Data shown Block Start

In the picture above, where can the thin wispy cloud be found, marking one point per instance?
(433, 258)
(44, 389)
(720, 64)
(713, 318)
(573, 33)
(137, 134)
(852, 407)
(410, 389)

Data shown Block End

Write the material above out again, exactly as it reads.

In the picture above, where can the thin wispy cloud be found, marking one point per instance?
(433, 258)
(44, 389)
(720, 64)
(713, 318)
(573, 33)
(137, 134)
(852, 407)
(410, 389)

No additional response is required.